CONSIGNA A — Según el fragmento para leer, ¿qué significa el nombre Asani en el idioma nativo?
CONSIGNA B — Enumera todo lo que, según el fragmento para leer, formaba los puestos de control repartidos por el camino.

FRAGMENTO PARA LEER —
↓
Yo había ido ahí por un niño en particular, un caso 'extremo' que me llamó poderosamente la atención en cuanto supe de su existencia. Se llamaba Asani, que en el idioma nativo significa 'rebelde'. No había papeles ni documentos, pero no podía tener más de 7 u 8 años de edad. Según los guardias, era el mayor de los asesinos del lugar. Él solo, me dijeron, había quitado la vida a más de 500 personas.
Cuando los tutsis, después del intento de genocidio, se vengaron de los hutus arrasando sus poblados, tenían la costumbre de colocar a los supervivientes en fila y de espaldas contra una pared. Después le daban un panga a uno de los niños de ese mismo poblado, y le obligaban a matar a los prisioneros uno por uno, a golpe de machete.
Asani no hablaba. Había perdido esa capacidad a causa de la crueldad en la que se había visto forzado a tomar parte. Me quedé ahí, delante de él, mirándole mientras esperaba inútilmente alguna respuesta a mis preguntas, formuladas en inglés y que un traductor le iba transmitiendo. Estábamos frente a frente, pero sus ojos parecían no verme. Su mirada me atravesaba como si yo no existiera, para centrarse en algún punto indeterminado, muy por detrás de mí. Asani ya no estaba ahí... se había ido, igual que su infancia, arrebatada para siempre.
3
![Los muertos permanecieron sin enterrar durante más de un año para ilustrar de la forma más brutal la barbarie del enemigo](https://s3.abcstatics.com/abc/www/multimedia/internacional/2024/04/05/tutsi-U68634572650oMC-760x510@diario_abc.jpg)
Delicioso manjar
Llevábamos casi 48 horas sin comer prácticamente nada. Mi compañero, el reportero gráfico Miguel Berrocal, y yo, habíamos decidido varios días antes ir por nuestra cuenta, y dejar de depender de las escasas (y manipuladas) informaciones que los militares tutsis solían facilitar al anochecer en el 'hotel de los periodistas' en Kigali. Así que nos juntamos con un cooperante que disponía de dos cosas: un vehículo y varios días libres.
A medida que nos adentrábamos en la selva, los recursos iban siendo cada vez más escasos. Y lo poco que llevábamos se lo iban quedando los militares de los puestos de control (dos soldados, una caja de madera y, solo a veces, una silla) que íbamos encontrando salpicados por el camino. De modo que, después de dos días, cuando llegamos a un poblado sin nombre, decidimos parar y buscar algo que llevarnos a la boca.
↑
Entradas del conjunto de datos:
↓
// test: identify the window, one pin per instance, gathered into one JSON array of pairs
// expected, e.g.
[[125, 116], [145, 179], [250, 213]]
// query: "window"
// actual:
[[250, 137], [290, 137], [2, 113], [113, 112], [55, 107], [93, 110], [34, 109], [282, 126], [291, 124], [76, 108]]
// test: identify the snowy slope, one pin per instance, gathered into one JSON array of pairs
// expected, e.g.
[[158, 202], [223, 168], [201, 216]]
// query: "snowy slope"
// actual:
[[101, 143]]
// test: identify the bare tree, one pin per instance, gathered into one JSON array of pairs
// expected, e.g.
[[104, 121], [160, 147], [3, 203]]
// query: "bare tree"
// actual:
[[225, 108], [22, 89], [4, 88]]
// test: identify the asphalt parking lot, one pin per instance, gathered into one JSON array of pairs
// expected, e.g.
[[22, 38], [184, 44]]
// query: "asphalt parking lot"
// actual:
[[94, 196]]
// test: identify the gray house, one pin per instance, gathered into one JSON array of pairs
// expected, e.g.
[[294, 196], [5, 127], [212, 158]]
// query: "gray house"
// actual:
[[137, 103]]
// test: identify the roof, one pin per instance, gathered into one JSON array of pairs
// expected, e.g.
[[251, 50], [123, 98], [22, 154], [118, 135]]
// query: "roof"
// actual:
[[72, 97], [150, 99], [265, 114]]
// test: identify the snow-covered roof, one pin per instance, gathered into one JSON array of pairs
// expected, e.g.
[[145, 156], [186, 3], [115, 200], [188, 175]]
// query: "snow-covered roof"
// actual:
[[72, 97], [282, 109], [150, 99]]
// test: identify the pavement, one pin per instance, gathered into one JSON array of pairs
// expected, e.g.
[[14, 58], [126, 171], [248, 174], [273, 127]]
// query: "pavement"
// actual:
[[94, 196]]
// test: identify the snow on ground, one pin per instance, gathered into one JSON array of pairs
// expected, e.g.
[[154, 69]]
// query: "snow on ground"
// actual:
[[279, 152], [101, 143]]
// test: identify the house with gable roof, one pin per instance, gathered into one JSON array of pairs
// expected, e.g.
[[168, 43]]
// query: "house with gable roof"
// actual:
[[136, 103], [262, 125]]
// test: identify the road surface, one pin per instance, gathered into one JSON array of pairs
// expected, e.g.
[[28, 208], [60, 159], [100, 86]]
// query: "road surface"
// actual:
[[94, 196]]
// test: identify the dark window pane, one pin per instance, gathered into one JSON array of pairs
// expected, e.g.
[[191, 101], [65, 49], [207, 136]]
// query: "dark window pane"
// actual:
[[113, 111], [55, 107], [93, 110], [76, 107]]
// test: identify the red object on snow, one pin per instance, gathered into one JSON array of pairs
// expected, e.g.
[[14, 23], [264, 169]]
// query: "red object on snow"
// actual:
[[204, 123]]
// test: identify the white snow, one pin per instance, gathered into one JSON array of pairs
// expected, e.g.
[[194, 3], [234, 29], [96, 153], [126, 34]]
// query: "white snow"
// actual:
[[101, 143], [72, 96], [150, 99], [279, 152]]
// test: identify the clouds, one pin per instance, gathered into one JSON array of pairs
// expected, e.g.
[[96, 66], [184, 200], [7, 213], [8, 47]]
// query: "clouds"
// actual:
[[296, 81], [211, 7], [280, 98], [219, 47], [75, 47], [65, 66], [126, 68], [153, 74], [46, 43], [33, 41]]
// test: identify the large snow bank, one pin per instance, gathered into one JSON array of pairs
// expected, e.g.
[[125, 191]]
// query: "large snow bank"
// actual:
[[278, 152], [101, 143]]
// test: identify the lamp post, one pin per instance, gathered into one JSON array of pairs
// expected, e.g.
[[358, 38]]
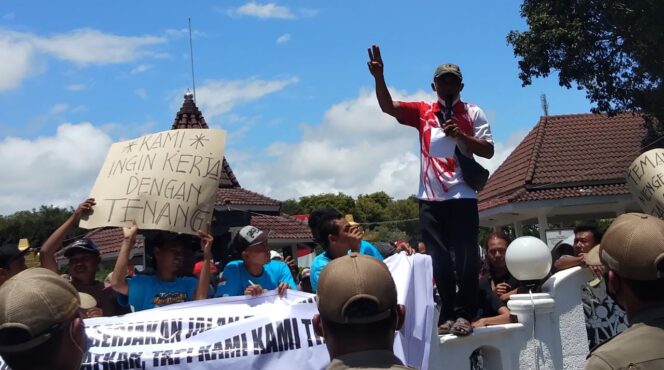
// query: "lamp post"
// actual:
[[528, 259]]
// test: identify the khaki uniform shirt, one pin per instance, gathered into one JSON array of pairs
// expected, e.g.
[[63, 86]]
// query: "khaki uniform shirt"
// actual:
[[381, 360], [639, 347]]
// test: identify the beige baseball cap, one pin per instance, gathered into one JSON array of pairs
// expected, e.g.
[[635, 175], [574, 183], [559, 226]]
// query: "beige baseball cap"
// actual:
[[633, 246], [33, 304], [351, 278]]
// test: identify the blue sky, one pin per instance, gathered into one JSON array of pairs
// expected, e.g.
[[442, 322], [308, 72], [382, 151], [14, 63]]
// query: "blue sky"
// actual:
[[287, 80]]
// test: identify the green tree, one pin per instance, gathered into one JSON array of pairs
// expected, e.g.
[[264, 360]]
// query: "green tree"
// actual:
[[35, 225], [614, 50]]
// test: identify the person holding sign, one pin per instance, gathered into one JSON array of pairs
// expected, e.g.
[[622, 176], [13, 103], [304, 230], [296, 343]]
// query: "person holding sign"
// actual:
[[83, 259], [165, 287], [337, 237], [255, 273], [448, 127]]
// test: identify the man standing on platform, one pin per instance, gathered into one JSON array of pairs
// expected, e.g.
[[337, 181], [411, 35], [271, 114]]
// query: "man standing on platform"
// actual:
[[448, 205]]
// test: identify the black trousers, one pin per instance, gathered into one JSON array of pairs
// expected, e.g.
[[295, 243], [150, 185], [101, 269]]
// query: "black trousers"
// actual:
[[450, 230]]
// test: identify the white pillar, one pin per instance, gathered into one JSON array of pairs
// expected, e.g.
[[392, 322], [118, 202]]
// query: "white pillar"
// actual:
[[518, 229], [542, 349], [543, 225]]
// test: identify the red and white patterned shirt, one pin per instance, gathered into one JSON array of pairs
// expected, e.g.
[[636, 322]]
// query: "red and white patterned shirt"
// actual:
[[440, 175]]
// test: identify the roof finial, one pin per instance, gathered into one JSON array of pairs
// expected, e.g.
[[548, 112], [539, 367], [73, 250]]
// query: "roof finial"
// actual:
[[545, 105]]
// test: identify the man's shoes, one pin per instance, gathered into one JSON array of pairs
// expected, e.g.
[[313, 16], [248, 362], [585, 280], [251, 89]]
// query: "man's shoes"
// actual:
[[461, 327], [446, 327]]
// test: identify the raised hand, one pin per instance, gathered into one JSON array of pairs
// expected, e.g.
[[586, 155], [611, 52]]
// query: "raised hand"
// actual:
[[130, 232], [356, 238], [206, 243], [502, 288], [85, 208], [254, 290], [282, 288], [375, 62]]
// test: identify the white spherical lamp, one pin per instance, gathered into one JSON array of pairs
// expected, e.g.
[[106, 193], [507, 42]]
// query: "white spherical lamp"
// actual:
[[528, 258]]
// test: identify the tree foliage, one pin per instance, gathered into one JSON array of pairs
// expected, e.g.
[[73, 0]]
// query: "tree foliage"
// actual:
[[614, 50], [382, 217], [35, 225]]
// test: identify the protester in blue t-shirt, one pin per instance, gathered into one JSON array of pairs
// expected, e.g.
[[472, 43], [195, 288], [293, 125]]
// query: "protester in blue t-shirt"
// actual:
[[164, 287], [337, 237], [255, 273]]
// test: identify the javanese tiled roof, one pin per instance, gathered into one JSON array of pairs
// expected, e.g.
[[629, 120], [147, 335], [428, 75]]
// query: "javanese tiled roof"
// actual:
[[567, 156]]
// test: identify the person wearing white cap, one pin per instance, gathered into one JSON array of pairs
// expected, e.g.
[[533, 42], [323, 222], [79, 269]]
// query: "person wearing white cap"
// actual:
[[83, 260], [40, 323], [165, 286], [255, 272]]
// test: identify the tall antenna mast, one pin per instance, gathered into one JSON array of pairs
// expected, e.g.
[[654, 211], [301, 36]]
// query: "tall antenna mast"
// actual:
[[191, 54], [545, 105]]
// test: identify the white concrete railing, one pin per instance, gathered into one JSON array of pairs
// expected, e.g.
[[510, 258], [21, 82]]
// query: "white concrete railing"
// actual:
[[550, 333]]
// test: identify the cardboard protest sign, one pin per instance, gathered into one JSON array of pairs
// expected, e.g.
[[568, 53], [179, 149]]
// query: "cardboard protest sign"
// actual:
[[166, 181], [645, 178]]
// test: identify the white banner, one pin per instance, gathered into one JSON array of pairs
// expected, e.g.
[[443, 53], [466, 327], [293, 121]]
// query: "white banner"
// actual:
[[266, 332]]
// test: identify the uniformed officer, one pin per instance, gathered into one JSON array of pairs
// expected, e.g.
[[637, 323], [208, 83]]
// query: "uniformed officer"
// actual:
[[632, 253], [357, 302]]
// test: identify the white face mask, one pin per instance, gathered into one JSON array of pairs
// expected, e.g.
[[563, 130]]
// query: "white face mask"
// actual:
[[71, 337]]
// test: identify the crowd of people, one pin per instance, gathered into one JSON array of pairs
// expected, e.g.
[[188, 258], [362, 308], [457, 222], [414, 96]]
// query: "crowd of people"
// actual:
[[41, 313]]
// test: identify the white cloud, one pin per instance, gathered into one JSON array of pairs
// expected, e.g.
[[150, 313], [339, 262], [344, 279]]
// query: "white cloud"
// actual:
[[283, 38], [216, 97], [141, 68], [17, 62], [89, 46], [76, 87], [356, 149], [142, 93], [263, 11], [21, 51], [58, 108], [58, 170]]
↑
RESPUESTA A — Significa 'rebelde'.

RESPUESTA B —
- Dos soldados
- Una caja de madera
- Una silla, solo a veces